» Given request: Each record that follows should be repeated exactly, minus any images.

» Records to use:
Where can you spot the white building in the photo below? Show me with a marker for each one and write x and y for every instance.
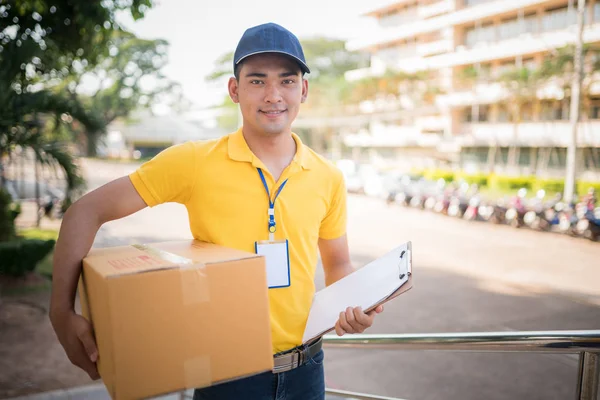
(470, 122)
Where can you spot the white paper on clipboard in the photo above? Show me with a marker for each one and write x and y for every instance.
(376, 283)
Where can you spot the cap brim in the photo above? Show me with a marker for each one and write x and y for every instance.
(303, 65)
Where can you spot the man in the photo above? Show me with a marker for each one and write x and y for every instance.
(258, 188)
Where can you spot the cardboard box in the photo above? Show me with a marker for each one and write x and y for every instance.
(176, 315)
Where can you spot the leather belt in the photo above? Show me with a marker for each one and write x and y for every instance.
(296, 357)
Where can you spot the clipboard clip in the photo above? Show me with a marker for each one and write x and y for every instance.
(402, 259)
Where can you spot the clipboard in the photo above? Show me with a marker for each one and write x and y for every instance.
(374, 284)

» Task answer:
Where can you spot the white building in the photo below? Show me with a marker for each one and write x and y for every instance.
(470, 122)
Where can you spot the white paper on clipboard in the photo above? Show me with a marker for each one and write x and y for every instance.
(376, 283)
Where can you spot the cap brim in the photo above? Show me with a marker for each one and write x and y for every instance.
(303, 65)
Where can you spot the man in the photo above? Show me with a marker for each one and write x and y for every instance.
(258, 188)
Where can you spot the cardboard box in the photo above? Show me with a marker for each one and write x and y for every instance.
(176, 315)
Where can you spot the leather belt in the photo above? Show me with a marker for each one and write x and y for every instance.
(296, 357)
Where can you spot the clipboard clip in the photo above? Show me with a marker for each one and write x and y for every instance.
(402, 259)
Where can you spot the clipboard in the photo above? Show me with a marker for each one and write x and y for every instance.
(374, 284)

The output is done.